* [Estratto]:
Le misure che verranno adottate in futuro come ad esempio, il passaporto vaccinale, rischiano di aumentare ulteriormente le discriminazioni sulla base della nazionalità e di aumentare ancora di più marginalità e ricattabilità dei migranti.

A fronte dei problemi economici e sociali emersi con la pandemia, sappiamo che la soluzione dovrebbe essere il famoso Recovery Fund, ovvero il finanziamento erogato dall'Europa ai vari Stati per mettere in campo delle misure strutturali per far fronte alla situazione.

* [Dati forniti]:

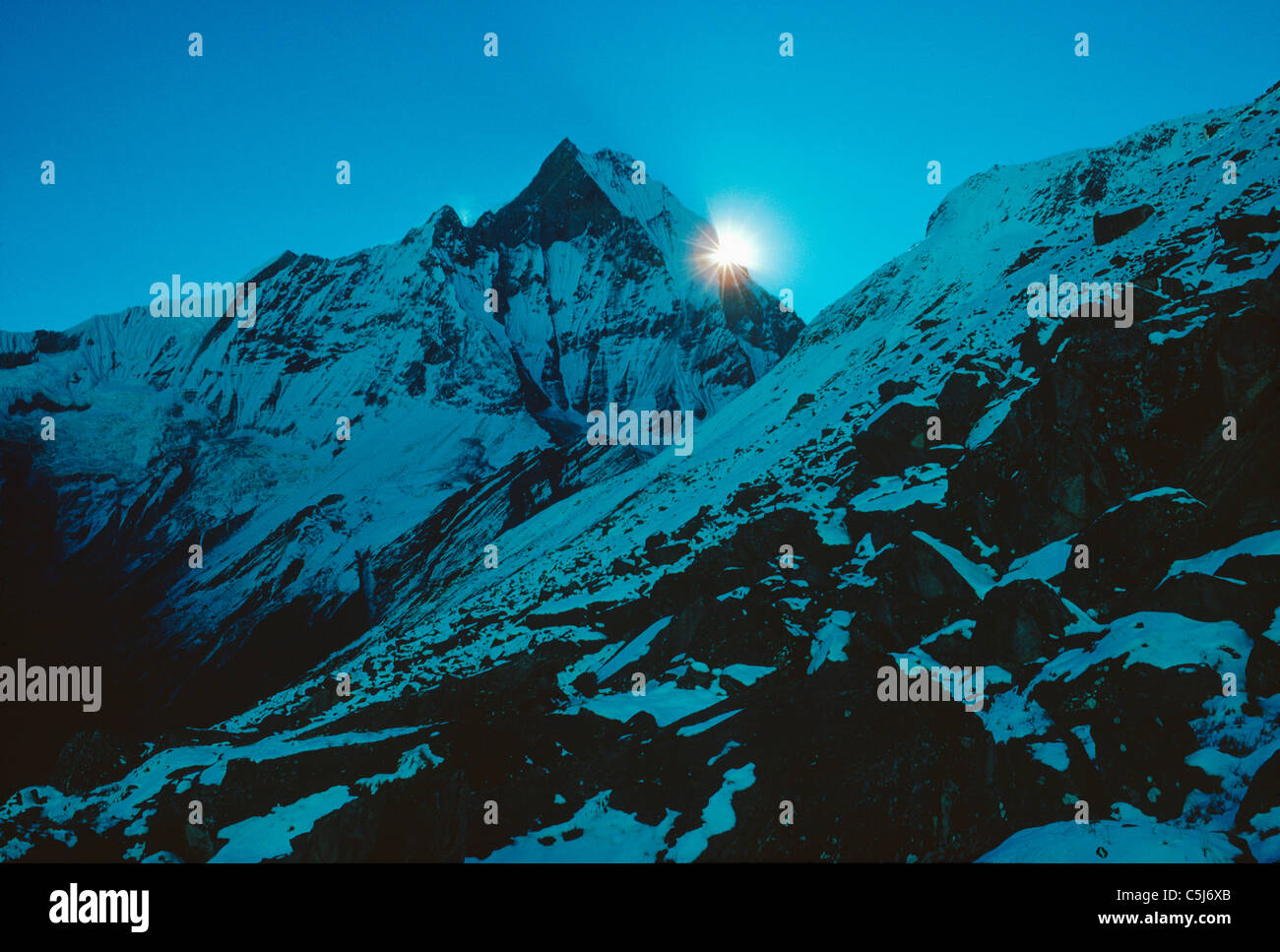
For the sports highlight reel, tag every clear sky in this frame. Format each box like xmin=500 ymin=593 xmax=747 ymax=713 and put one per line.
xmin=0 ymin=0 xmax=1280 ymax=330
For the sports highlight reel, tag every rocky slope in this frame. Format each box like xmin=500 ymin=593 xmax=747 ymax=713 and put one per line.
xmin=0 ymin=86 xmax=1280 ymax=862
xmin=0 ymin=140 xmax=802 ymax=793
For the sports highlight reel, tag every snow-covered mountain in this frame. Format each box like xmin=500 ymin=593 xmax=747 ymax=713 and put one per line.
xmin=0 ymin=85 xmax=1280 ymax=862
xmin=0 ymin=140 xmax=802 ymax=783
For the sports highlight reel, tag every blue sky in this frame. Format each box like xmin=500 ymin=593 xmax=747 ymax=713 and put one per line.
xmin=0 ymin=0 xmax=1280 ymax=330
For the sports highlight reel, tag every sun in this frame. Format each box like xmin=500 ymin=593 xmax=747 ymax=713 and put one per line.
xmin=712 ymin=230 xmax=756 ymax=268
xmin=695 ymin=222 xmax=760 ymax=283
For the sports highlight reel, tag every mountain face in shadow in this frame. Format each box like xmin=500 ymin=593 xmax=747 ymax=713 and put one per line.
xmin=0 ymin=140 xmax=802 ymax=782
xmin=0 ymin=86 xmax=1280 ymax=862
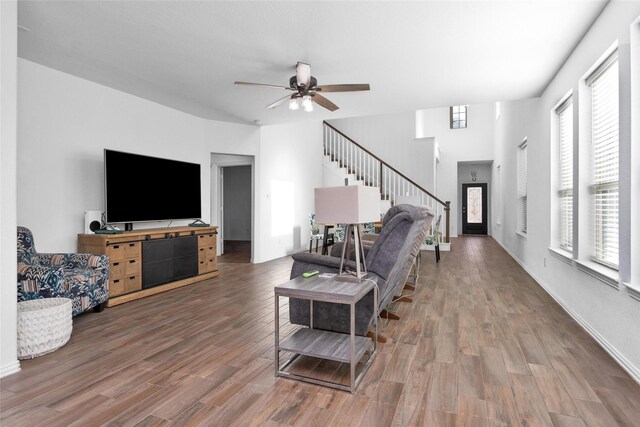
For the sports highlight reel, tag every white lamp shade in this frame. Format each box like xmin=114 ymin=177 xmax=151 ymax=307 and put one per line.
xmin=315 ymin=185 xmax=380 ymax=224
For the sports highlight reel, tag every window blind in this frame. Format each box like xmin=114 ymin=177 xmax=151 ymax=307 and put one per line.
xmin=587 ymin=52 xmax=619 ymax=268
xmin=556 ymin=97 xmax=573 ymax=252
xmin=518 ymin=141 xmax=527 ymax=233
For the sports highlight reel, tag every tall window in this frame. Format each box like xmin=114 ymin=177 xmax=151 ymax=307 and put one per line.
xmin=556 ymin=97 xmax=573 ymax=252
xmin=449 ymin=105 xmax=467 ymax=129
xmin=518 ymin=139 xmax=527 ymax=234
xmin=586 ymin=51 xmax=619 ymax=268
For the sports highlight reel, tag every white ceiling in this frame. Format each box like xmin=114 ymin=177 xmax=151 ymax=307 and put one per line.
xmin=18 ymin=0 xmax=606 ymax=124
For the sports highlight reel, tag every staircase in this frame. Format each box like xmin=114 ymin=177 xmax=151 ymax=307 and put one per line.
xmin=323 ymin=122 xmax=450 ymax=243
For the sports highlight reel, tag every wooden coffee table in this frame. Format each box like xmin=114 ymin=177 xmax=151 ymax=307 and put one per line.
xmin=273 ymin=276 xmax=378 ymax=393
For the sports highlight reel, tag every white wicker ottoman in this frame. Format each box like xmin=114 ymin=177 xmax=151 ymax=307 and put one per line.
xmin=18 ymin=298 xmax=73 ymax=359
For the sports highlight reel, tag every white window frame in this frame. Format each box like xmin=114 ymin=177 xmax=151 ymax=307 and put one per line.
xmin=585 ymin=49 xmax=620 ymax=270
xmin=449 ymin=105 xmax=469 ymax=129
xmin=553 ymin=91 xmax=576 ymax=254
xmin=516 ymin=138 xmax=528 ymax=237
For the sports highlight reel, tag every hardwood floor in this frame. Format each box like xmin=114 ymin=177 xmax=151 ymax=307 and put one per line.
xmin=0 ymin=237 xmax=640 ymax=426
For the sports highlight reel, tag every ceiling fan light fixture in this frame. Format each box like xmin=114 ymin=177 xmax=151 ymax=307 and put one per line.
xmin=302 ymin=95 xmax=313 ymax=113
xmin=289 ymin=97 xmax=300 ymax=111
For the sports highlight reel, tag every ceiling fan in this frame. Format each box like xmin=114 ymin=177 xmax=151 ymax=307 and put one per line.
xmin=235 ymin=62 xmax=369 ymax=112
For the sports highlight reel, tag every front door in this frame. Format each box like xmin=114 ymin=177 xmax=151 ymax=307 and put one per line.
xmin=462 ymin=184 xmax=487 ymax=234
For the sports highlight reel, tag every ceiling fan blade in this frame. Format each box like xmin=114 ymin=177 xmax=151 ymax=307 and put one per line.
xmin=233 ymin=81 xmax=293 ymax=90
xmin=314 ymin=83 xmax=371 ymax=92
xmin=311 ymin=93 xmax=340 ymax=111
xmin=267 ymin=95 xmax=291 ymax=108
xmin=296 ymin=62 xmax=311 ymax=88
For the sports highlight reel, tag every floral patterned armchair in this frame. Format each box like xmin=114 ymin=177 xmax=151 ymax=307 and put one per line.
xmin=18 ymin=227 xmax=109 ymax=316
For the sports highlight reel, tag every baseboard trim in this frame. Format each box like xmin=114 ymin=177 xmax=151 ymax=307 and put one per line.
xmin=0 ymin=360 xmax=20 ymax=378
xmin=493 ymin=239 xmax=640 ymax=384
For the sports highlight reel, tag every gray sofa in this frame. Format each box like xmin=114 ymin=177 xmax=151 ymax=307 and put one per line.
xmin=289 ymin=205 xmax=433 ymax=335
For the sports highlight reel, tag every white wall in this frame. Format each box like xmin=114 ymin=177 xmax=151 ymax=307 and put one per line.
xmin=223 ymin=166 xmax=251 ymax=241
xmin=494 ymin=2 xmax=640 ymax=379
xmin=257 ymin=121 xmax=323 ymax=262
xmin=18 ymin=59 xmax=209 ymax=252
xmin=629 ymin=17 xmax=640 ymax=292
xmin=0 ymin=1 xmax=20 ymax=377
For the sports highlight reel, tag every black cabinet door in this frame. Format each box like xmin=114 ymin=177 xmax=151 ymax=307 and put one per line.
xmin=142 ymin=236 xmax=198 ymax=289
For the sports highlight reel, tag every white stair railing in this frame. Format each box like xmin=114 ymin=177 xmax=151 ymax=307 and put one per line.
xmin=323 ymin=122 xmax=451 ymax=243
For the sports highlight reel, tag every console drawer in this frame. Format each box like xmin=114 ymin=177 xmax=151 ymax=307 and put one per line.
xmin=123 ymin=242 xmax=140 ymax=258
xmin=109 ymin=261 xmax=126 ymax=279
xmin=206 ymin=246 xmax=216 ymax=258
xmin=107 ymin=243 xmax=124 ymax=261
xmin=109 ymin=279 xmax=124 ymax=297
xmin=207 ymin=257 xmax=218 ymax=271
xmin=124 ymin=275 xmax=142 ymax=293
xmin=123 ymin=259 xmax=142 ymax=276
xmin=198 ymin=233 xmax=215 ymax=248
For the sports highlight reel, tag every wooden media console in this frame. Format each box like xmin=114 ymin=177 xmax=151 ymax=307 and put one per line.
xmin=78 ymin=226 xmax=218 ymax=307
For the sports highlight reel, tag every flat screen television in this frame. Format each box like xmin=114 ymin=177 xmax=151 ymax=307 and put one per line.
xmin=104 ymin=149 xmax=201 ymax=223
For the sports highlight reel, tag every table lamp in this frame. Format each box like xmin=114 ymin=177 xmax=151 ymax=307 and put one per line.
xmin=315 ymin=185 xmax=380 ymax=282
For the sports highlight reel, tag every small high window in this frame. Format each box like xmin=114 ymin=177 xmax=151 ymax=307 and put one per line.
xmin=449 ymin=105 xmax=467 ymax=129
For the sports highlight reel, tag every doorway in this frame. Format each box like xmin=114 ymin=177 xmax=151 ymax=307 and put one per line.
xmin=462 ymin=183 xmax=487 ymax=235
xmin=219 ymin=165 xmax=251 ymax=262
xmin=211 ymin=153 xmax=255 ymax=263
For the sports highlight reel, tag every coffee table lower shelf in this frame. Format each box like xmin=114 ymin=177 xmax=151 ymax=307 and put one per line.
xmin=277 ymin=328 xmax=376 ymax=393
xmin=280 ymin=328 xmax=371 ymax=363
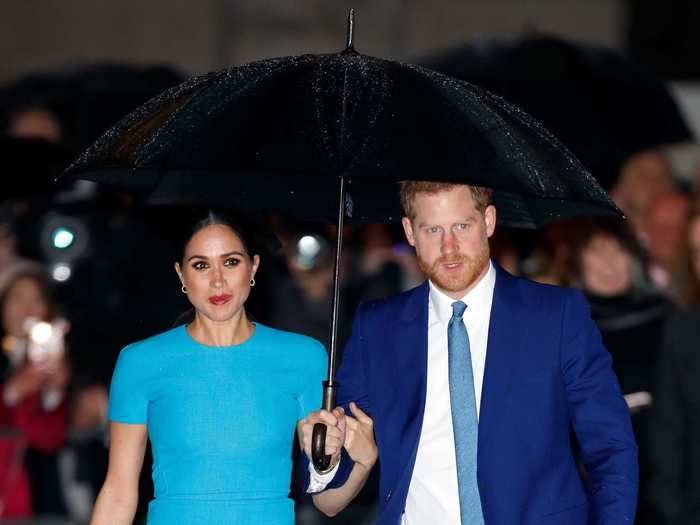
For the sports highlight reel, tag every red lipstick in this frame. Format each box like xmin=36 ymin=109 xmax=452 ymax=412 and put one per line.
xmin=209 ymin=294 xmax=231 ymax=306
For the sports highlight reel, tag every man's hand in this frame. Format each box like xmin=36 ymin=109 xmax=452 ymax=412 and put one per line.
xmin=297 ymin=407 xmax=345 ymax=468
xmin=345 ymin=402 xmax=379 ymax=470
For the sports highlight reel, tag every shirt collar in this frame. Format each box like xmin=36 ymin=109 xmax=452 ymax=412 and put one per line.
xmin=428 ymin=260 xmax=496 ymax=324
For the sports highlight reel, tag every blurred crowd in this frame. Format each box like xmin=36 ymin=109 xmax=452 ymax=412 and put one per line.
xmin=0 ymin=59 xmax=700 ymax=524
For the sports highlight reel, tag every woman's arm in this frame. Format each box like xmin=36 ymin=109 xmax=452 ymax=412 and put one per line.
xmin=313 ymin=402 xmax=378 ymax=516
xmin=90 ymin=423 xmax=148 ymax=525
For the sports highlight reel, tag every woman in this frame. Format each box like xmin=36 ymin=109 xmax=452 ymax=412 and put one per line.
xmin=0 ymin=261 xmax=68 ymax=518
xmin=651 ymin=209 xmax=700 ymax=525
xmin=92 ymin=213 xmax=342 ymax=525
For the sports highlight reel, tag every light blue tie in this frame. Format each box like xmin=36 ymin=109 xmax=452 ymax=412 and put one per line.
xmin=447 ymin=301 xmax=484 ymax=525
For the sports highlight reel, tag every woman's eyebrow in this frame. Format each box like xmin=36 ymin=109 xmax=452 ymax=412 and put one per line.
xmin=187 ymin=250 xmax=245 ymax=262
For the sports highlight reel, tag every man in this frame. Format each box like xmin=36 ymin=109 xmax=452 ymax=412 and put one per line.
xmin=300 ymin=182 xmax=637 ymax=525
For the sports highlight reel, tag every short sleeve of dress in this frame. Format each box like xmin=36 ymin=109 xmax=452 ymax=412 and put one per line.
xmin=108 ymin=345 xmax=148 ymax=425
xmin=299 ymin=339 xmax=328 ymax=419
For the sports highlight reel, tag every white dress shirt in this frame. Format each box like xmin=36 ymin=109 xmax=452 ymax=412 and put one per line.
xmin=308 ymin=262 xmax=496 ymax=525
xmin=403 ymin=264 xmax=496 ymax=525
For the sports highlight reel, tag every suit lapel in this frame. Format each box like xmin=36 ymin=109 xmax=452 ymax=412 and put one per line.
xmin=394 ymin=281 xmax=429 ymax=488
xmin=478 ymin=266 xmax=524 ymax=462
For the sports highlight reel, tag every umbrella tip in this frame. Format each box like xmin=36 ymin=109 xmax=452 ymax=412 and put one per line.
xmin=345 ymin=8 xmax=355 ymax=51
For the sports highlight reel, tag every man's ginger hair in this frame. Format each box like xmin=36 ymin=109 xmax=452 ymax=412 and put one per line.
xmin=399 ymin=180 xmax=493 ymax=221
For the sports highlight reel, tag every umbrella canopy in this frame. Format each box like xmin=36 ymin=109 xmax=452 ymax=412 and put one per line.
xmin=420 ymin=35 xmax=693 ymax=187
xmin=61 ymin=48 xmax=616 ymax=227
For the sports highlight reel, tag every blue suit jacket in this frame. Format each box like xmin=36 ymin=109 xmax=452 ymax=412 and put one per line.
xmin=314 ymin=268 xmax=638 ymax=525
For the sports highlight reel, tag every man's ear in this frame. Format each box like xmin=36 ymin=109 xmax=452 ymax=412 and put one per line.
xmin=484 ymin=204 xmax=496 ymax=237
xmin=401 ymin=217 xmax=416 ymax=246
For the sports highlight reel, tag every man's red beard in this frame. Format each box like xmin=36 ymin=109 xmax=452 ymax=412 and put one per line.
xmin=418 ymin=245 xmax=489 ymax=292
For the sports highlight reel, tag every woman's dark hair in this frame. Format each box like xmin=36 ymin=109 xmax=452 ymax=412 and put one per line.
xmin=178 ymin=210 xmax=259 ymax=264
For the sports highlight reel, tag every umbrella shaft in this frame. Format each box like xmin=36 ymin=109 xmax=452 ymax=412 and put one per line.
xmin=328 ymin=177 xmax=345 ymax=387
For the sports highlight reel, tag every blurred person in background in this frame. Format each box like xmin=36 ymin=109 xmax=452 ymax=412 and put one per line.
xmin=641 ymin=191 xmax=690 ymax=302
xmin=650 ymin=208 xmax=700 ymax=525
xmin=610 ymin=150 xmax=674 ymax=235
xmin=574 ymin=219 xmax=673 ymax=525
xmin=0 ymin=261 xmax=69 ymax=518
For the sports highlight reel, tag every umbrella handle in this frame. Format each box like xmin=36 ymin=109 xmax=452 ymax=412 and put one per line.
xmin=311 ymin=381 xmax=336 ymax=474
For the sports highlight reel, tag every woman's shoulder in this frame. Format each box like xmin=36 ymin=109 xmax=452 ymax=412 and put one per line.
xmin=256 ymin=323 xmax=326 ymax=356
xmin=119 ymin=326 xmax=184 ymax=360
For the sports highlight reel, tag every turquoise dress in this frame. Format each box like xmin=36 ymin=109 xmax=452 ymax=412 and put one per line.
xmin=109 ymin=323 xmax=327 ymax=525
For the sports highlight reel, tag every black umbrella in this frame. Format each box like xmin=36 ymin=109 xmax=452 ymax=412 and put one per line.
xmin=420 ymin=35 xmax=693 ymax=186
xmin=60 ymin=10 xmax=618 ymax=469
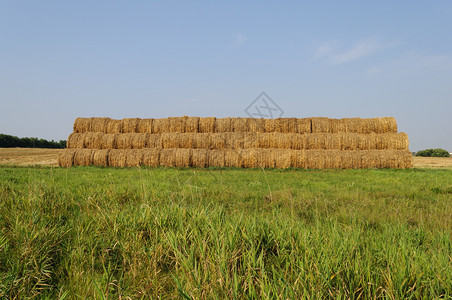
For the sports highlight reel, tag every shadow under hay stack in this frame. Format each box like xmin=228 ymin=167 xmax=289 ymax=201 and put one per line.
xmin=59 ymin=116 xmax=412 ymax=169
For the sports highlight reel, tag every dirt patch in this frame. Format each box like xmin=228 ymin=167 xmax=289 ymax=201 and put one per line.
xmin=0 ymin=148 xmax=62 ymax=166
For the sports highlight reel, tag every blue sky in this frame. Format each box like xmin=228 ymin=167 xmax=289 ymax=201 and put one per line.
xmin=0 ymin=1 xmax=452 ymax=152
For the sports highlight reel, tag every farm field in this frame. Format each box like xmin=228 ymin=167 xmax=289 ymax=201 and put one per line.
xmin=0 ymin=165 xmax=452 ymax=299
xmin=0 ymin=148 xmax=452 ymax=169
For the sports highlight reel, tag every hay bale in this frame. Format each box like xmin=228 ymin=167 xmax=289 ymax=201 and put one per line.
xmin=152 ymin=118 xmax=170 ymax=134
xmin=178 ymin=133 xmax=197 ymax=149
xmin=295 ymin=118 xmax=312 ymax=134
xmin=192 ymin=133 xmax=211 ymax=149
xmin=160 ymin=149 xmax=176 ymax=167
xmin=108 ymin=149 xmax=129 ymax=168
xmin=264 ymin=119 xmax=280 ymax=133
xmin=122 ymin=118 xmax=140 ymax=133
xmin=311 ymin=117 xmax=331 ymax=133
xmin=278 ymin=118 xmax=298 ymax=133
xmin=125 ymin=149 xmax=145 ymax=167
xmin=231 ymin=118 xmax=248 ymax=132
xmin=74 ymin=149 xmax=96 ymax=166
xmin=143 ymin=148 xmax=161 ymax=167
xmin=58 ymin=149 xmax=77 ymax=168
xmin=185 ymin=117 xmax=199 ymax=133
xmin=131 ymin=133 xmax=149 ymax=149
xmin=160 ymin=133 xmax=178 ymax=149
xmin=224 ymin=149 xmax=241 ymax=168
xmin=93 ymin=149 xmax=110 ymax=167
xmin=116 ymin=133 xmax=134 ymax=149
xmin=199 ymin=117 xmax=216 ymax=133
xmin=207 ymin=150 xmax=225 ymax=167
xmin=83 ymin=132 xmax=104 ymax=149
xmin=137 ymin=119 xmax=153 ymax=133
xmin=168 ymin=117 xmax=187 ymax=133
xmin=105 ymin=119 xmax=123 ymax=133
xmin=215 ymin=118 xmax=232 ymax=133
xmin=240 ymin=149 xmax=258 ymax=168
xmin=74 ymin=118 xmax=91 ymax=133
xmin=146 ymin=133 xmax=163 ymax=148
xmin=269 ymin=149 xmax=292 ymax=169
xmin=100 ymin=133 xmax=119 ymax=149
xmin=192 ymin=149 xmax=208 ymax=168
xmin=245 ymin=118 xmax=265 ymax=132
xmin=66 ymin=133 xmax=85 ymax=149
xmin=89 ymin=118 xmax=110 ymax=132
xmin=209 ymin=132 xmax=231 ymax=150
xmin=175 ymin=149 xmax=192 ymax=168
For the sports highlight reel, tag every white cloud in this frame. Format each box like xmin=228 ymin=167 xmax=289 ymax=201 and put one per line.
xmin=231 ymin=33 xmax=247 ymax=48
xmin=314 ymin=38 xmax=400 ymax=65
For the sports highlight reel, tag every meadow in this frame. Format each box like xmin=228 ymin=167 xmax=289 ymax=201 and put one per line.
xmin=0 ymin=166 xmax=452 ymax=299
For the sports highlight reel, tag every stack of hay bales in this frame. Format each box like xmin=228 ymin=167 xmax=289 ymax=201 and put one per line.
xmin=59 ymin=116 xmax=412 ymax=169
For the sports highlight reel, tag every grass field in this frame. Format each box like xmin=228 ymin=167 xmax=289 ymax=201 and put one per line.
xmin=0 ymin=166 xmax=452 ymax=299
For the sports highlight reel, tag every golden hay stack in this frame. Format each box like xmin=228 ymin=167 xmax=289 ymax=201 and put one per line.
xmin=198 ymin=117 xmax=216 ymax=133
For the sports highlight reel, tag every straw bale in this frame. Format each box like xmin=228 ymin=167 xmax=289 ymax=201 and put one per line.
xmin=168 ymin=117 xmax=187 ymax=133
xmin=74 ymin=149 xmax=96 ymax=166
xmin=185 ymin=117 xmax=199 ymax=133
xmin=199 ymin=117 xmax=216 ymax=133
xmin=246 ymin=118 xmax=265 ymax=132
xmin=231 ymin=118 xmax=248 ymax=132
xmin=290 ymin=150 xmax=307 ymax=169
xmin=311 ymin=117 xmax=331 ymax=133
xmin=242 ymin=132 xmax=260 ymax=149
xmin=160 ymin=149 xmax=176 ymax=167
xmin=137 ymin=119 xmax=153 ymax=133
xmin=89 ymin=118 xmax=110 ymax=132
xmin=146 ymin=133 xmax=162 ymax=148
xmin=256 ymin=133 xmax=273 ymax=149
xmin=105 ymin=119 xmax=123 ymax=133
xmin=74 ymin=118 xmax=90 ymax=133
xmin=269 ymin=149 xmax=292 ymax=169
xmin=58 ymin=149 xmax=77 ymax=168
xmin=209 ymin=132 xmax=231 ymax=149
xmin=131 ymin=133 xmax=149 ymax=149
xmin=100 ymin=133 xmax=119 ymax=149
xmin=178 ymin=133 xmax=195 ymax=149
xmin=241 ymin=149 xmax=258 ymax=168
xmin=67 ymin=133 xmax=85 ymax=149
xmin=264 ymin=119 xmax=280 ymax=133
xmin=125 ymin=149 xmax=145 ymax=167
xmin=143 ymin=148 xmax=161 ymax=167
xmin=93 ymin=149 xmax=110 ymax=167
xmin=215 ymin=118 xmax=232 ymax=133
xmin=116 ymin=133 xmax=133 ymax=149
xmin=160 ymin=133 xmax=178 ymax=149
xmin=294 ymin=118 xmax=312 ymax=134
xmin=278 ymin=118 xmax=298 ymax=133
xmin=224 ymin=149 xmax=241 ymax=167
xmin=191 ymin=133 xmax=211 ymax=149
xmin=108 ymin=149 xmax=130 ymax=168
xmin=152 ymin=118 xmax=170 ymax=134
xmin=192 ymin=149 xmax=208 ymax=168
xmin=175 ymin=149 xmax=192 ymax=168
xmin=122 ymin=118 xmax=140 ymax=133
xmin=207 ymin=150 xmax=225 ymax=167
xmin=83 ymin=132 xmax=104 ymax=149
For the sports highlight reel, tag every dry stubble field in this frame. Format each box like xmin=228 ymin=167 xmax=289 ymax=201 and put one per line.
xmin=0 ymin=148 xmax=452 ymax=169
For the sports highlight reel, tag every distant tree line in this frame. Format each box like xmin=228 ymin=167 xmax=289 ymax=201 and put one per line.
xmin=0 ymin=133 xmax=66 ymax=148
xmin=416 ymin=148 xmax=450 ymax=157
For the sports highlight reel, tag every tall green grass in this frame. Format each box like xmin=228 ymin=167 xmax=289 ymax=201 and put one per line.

* [Compito da svolgere]:
Continua l'estratto su pandemia, migranti e Recovery Fund partendo dalla frase successiva all'ultima riportata.

* [Soluzione dell'esercizio]:
Come saprete, le somme del Recovery verranno erogate solo dopo che ciascuno Stato avrà presentato all'Ecofin il c.d. Piano Nazionale per la Ripresa e la Resilienza (nome orribile). Per l'Italia, il Piano è oggi nelle mani di Draghi e del c.d. governo dei tecnici – anche se abbiamo visto che c'è stata una marcata spartizione politica delle cariche sia ministeriali che dei sottosegretari. In ogni caso, appare evidente che gli aspetti più propriamente economici Draghi li voglia gestire da sé assieme ai suoi collaboratori tecnici. Sappiamo però che i c.d. tecnici non sono mai neutri rispetto alle questioni ma celano sempre una sostanza politica perché la stessa tecnica non può non essere infusa del presupposti politici e ideologici di cui è portatore chi la mette in campo.

Ad esempio, i fondi che si vorrebbero mettere in campo per superare la disuguaglianza di genere sono ancora legati a strumenti capitalisti: gli sgravi fiscali per l'assunzione di lavoratrici si sostanziano in regali alle imprese; gli aiuti all'auto-imprenditorialità femminile rientrano sempre in uno schema di produttività capitalista che non appiana le disparità per tutte.

È una misura che rientra nella logica del debito perché, seppur a tasso molto basso, quelle somme dovranno essere restituite.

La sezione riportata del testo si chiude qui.